上記目的を達成するために、本発明の一態様は、アルカリ剤として少なくともアンモニアを含有する剤、使用時に2.5質量%を超える量となる過酸化水素を含有する剤を含む酸化染毛剤又は脱色剤組成物において、前記アンモニアを含有する剤中に、(A)炭素数10以下且つ分子量250以下のオキソ酸、及び(B)酸と塩基の中和によって生じた塩(炭酸塩又は炭酸水素塩を除く)を含有することを特徴とする。
【0008】
前記アンモニアを含有する剤中において、前記(B)成分の含有量に対する前記(A)成分の含有量の質量比(A/B)は、0.01~10であってもよい。
前記アンモニアを含有する剤中において、前記(A)成分の含有量と(B)成分の含有量の合計に対するアルカリ剤の総含有量との質量比は、2.0~11.5であってもよい。
【0009】
前記(A)成分は、リン酸、クエン酸、及び乳酸から選ばれる少なくとも1種であり、(B)成分は、アンモニウム塩であってもよい。
【発明の効果】
【0010】
本発明によれば、明度を向上させながら、感覚刺激を低減できる。
【発明を実施するための形態】
【0011】
以下、本発明の酸化染毛剤又は脱色剤組成物を具体化した一実施形態を説明する。酸化染毛剤又は脱色剤組成物の具体例としては、多剤式の組成物、例えば2剤式の酸化染毛剤又は脱色剤組成物等が挙げられる。以下、2剤式の酸化染毛剤又は脱色剤組成物の成分について例示する。
【0012】
<2剤式の脱色剤組成物>
2剤式の脱色剤組成物は、例えば、少なくともアルカリ剤としてアンモニアを含有する第1剤と、少なくとも酸化剤として過酸化水素を含有する第2剤とから構成される。
【0013】
(2剤式の脱色剤組成物の第1剤)
脱色剤組成物の第1剤は、アルカリ剤としてアンモニア、(A)炭素数10以下且つ分子量250以下のオキソ酸、及び(B)酸と塩基の中和によって生じた塩(炭酸塩又は炭酸水素塩を除く)等を含有する。
【0014】
(A)成分は、後述する(B)成分と併用することにより、感覚刺激を低減させる。オキソ酸とは、ある原子にヒドロキシ基(-OH)とオキソ基(=O)が結合しており、かつ、ヒドロキシ基が酸性プロトンを与える化合物を示す。(A)成分としては、炭素数10以下且つ分子量250以下のオキソ酸が適用される。かかる数値範囲に規定することにより、感覚刺激を低減させる。(A)成分は、有機酸、無機酸のいずれでもよく、その具体例としては、例えばクエン酸、乳酸、グリコール酸、リンゴ酸、酒石酸、シュウ酸、コハク酸、レブリン酸、マレイン酸、フマル酸、ギ酸、酢酸、プロピオン酸、カプリル酸等のカルボン酸、アスパラギン酸、グルタミン酸等の酸性アミノ酸、安息香酸、サリチル酸、マンデル酸等の芳香族カルボン酸、リン酸、硝酸、硫酸等の無機酸等が挙げられる。これらは、一種のみが単独で含有されてもよいし、二種以上が組み合わされて含有されてもよい。これらの中でも感覚刺激を低減できる効果に優れる観点からリン酸、クエン酸、乳酸が好ましく適用される。

_提供資料:_
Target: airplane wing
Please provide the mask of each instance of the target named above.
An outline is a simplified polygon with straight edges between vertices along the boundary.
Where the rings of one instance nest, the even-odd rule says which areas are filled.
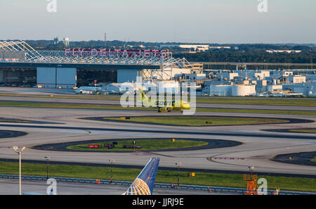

_指示:_ 酸化染毛剤又は脱色剤組成物に関する文書抜粋を、2文で要約してください。

_解答:_ 本発明は、アルカリ剤として少なくともアンモニアを含有する剤と、使用時に2.5質量%を超える量となる過酸化水素を含有する剤を含む酸化染毛剤又は脱色剤組成物に関するものです。アンモニアを含有する剤に(A)炭素数10以下且つ分子量250以下のオキソ酸と、(B)酸と塩基の中和によって生じた塩(炭酸塩又は炭酸水素塩を除く)を含有させることで、明度を向上させながら感覚刺激を低減でき、(A)成分としては感覚刺激の低減効果に優れるリン酸、クエン酸、乳酸が好ましく適用されます。